Continue the Ray Park description from the point where it stops.

* [Text provided]
==*==

Ray Park (Redbridge)

Brief Description

This is a fragment of a large C16th estate that is now divided by the M11 to form two distinctive parks, Ray Park to the west and Ashton Playing Fields to the east. The C16th house was razed in the early C19th, replaced in 1846 by a smaller house to the east. An artificial slate factory was set up in the grounds from c.1770 to c1811, built by Sir James Wright who used techniques he had seen in Italy to manufacture clay-based products. The public park dates from the early C20th and has notable cedar, sycamore, horse chestnut, lime and oak, with a number of rose beds in the area of the house. The James Leal Centre, built on the site of the C19th house and stable block, opened in December 2009. Within the park is an octangular late C18th walled garden.

Practical Information
Previous / Other name:
Ray House
Site location:
Snakes Lane East/Ray Lodge Road/Oxford Road, Woodford Green, Essex
Postcode:
IG8
What 3 Words:
jukebox.whips.sushi
Type of site:
Public Park
Borough:
Redbridge
Open to public?
Yes
Opening times:
Tues-Sun 8am-dusk (check site owner for closing time); closed Christmas Day
Special conditions:
Facilities:
Café, playing fields, children's playground, basketball, cricket pitch, tennis, outdoor gym
Events:
Public transport:
Tube: Woodford, (Central). Bus: 275, W14.
Research updated:
28/07/2023
Last minor changes:
28/07/2023

Please check with the site owner or manager for latest news. www.redbridge.gov.uk

Full Site Description

Ray Park is a fragment of a large C16th estate, formerly the seat of the Clevelands and Hannots, later owned by Sir James Wright, diplomat, one-time Governor of Virginia and part owner of the Fountain sugar plantation in St Kitts, who purchased the estate in c.1770. The estate is now divided by the M11 forming two distinctive parks, Ray Park to the west and Ashton Playing Fields to the east, and has been developed on its north and west fringes. The C16th house was razed to the ground in the early C19th and replaced by a smaller house in 1846 to the east.

==*==

* [Records]
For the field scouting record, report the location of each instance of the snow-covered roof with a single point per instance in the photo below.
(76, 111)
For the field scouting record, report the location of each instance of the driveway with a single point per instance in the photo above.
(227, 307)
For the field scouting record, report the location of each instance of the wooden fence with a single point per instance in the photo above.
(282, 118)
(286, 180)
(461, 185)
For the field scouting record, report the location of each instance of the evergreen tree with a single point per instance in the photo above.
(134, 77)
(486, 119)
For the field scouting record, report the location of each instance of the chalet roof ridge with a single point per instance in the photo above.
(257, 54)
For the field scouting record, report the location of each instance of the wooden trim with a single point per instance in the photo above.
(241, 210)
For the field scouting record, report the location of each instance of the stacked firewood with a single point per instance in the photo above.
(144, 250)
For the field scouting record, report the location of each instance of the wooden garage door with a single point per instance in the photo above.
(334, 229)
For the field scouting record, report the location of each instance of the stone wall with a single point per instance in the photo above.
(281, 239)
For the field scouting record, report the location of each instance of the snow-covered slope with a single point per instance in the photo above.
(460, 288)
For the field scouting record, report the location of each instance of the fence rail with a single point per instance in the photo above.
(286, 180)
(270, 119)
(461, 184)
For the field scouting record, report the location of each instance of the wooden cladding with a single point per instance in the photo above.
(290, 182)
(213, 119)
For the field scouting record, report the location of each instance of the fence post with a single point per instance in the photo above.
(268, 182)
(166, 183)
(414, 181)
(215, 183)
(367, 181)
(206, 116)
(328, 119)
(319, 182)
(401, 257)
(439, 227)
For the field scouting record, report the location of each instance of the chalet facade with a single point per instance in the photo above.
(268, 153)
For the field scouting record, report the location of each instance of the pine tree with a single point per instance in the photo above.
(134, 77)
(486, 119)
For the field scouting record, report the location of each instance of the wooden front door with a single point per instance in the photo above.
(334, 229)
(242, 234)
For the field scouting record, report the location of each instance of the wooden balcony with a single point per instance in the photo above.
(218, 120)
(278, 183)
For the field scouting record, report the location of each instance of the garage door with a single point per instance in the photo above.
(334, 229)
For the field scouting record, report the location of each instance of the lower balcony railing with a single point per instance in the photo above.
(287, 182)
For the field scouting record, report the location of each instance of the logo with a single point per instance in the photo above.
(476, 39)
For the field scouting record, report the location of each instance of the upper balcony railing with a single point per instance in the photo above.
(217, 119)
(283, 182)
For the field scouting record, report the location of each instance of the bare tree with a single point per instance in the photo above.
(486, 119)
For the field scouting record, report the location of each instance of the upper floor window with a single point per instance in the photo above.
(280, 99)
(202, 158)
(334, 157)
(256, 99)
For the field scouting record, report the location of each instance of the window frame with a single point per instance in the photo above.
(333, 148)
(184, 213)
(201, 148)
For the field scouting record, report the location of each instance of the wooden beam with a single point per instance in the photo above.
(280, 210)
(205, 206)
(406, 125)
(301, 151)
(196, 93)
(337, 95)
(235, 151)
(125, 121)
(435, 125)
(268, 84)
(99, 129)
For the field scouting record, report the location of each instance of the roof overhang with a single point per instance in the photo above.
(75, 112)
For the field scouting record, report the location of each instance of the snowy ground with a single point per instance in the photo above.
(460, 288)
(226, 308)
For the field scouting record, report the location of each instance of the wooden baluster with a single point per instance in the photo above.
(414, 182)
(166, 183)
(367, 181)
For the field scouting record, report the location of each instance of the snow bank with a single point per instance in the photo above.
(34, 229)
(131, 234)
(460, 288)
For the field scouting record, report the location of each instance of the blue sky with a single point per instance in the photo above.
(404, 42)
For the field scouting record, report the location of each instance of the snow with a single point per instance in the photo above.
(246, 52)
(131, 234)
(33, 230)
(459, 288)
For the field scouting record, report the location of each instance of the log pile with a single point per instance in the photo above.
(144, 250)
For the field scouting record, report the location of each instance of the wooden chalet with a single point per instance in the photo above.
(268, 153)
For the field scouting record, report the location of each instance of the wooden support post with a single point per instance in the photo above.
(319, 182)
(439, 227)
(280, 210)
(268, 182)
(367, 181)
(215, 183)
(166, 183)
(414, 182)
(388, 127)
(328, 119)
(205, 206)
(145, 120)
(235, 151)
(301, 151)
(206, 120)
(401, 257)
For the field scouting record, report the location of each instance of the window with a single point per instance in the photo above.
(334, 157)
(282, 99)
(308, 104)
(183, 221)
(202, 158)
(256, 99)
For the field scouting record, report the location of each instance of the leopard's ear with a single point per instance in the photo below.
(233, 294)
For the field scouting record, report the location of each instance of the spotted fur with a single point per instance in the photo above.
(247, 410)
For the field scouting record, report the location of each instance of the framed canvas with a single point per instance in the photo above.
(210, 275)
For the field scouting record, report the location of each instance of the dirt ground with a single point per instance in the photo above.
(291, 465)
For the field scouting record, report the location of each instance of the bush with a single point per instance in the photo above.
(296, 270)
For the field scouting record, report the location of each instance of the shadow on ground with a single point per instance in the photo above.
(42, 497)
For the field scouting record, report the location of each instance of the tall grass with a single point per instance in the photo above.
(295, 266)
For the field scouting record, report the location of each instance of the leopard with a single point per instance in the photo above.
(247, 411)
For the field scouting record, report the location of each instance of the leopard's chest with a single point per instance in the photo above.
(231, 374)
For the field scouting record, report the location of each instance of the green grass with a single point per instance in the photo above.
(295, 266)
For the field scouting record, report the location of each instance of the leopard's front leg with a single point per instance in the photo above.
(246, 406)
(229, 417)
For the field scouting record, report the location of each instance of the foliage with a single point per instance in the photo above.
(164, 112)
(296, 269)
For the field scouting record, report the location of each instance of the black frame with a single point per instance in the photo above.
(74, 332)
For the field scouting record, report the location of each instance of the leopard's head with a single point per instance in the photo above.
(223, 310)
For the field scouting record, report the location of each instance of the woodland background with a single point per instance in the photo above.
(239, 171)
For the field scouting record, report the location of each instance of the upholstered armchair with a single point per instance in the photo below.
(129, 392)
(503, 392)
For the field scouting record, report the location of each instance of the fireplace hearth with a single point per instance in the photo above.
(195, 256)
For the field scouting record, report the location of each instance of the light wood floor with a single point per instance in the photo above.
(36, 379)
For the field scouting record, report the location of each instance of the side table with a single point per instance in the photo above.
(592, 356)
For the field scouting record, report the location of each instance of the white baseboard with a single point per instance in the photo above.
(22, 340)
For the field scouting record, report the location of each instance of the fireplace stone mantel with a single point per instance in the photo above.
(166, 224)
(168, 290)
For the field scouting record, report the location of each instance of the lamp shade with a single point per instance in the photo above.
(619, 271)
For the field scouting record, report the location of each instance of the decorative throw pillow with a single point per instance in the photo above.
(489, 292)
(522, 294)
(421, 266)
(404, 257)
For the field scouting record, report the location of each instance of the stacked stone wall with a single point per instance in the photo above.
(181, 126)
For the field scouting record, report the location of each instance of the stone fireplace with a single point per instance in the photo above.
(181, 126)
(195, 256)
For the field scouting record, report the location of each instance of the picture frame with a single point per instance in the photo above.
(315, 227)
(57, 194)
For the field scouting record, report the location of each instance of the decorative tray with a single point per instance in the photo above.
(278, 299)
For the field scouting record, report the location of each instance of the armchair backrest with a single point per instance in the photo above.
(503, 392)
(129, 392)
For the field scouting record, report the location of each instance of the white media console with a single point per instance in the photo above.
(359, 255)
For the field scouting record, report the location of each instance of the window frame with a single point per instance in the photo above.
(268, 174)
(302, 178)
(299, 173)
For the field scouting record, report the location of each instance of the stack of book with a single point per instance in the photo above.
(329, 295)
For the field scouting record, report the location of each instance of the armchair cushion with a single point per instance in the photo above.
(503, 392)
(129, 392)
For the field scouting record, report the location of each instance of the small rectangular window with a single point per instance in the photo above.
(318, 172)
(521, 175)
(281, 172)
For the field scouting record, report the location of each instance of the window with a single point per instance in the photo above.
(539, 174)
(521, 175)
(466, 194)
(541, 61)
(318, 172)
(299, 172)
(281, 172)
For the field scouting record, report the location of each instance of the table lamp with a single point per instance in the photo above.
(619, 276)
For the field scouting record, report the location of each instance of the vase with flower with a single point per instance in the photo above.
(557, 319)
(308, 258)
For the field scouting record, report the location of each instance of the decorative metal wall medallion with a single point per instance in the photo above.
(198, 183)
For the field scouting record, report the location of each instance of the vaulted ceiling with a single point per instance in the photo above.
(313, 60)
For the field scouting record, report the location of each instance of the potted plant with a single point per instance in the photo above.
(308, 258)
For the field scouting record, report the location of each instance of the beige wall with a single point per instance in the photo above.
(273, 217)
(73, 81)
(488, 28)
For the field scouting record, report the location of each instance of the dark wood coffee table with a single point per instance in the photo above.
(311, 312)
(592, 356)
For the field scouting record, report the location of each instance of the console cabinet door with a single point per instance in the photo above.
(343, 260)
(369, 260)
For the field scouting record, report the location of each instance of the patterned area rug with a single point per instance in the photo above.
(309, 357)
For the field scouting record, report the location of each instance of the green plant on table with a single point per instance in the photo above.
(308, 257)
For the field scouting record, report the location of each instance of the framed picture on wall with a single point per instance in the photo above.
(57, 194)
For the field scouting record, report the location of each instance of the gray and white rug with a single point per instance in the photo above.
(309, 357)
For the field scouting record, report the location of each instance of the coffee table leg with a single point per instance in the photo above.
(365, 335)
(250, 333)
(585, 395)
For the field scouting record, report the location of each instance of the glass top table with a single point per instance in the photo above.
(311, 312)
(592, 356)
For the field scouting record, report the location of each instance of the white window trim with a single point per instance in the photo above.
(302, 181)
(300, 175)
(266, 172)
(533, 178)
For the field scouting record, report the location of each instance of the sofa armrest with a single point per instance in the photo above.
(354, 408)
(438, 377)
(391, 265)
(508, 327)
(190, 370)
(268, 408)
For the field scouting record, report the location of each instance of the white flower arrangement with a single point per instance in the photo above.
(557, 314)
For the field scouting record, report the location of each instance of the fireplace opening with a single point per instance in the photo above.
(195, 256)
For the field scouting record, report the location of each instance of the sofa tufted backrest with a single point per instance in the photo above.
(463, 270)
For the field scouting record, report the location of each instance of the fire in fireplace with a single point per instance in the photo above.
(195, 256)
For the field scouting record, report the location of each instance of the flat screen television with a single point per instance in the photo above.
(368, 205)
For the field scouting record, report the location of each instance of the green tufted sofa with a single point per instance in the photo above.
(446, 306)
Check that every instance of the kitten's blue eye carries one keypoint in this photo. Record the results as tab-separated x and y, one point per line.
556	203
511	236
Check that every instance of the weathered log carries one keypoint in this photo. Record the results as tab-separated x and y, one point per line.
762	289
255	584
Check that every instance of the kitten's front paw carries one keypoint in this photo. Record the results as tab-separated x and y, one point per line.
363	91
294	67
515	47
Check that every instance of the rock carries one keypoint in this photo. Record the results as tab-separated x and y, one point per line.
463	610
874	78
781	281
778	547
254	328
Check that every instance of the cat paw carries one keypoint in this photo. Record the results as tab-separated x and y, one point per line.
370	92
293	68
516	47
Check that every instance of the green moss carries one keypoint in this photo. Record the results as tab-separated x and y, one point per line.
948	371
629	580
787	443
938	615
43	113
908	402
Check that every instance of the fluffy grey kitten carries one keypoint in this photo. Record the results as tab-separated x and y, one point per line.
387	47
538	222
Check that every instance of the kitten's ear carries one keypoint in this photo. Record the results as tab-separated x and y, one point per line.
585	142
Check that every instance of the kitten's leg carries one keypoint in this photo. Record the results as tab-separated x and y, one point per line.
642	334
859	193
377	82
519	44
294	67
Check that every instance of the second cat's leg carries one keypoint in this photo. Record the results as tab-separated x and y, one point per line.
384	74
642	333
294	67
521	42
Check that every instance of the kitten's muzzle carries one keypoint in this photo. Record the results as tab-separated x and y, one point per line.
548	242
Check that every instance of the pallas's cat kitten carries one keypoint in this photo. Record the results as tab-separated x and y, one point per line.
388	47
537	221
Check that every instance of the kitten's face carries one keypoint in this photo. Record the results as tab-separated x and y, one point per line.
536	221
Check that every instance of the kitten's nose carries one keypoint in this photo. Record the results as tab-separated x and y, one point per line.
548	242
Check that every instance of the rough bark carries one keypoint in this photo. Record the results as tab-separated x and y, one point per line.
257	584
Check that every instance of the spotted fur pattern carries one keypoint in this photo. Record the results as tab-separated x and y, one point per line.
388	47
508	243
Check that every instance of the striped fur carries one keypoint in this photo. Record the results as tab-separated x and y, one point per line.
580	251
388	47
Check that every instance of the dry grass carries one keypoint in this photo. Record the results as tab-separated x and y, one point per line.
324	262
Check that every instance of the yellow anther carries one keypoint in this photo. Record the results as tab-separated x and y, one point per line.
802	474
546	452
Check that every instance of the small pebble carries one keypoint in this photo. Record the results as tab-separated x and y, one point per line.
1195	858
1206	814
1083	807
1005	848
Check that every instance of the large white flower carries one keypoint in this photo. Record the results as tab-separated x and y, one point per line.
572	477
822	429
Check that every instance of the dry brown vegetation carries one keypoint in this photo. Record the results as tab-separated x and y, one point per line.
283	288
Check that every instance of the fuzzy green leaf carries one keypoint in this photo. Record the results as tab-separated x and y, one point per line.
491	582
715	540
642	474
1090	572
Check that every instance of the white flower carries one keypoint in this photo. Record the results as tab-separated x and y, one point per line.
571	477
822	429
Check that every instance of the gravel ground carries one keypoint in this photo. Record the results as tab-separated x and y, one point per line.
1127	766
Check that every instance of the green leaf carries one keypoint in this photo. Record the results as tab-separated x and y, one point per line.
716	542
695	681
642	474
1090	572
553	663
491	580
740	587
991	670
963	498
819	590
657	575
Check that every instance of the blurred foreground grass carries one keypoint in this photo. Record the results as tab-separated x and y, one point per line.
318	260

==*==

* [Reply to the exercise]
An artificial slate factory was located in the grounds of the estate from c.1770 to c.1811, built by Wright who had been a British minister in Venice before moving to Ray House and who used techniques he had seen in Italy to manufacture clay-based products, exporting large quantities to the West Indies. Daniel Lysons, in his ‘Environs of London’ (1796) mentions that 'the buildings where the manufacture [of slate] is carried out are of this slate, and were erected about thirty years ago'. In 1999 this presented a grey, rather dilapidated building with nearby hedged shrubbery and seating area but since then it has been demolished following a fire, although the stables survived.

The late C18th octagonal walled garden formed part of Wright's improvements in his creation of a ‘Brownian’ estate. His then great friend, the former Prime Minister and plant collector Lord Bute, had a walled garden of the same unusual shape at Luton Hoo, suggesting the Woodford garden to be the product not only of Wright’s wealth and ambition but also made in emulation of Bute’s Bedfordshire garden. The Woodford garden is first depicted on the Chapman and André map, where the south facing wall is seen to extend northwards to form an alcove at its central point, suggesting it as the position of a greenhouse or hothouse. The map also depicts two lengths of additional walling projecting from the north side of the garden’s south-east facing wall. These align with an area of additional cultivation to illustrate a serious and perhaps experimental approach to horticulture. The early C19th map by John Doyley shows the garden without its additional walls and belonging to Ray Lodge rather than Ray House.  A number of trees near the walled garden today can probably be associated with Wright’s plant collection. 

Ray Park became a public park in the early C20th. Ray Lodge was a house on a site to the south-west where Ray Lodge School is now. An asphalt road leads beside the school grounds from Snakes Lane East into the park, which has notable cedar, sycamore, horse chestnut, lime and oak trees but otherwise largely provides playing fields and a children’s playground.

The James Leal Centre, built on the site of the C19th house and earlier stable block, opened in December 2009. Its main objective is to increase public access to the Roding Valley and Ray Park and to offer high quality training at low cost to voluntary groups. It also houses the LB Redbridge Nature Conservation Team who offer talks, events and information on the nature and history of this locality. During 2009 Ray Park Play Area was upgraded and features mounds, tunnels, a sand pit with fossils, a space net and a bridge, almost all made from natural materials. Reeds will be planted by the sand to create the impression of a dried river bed and there are quieter areas and planter seats for a more sensory experience. Older equipment also remains providing an extensive play area. In January 2010, the new adiZone outdoor gym was opened next to the James Leal Centre, inspired by Olympic and Paralympic sports.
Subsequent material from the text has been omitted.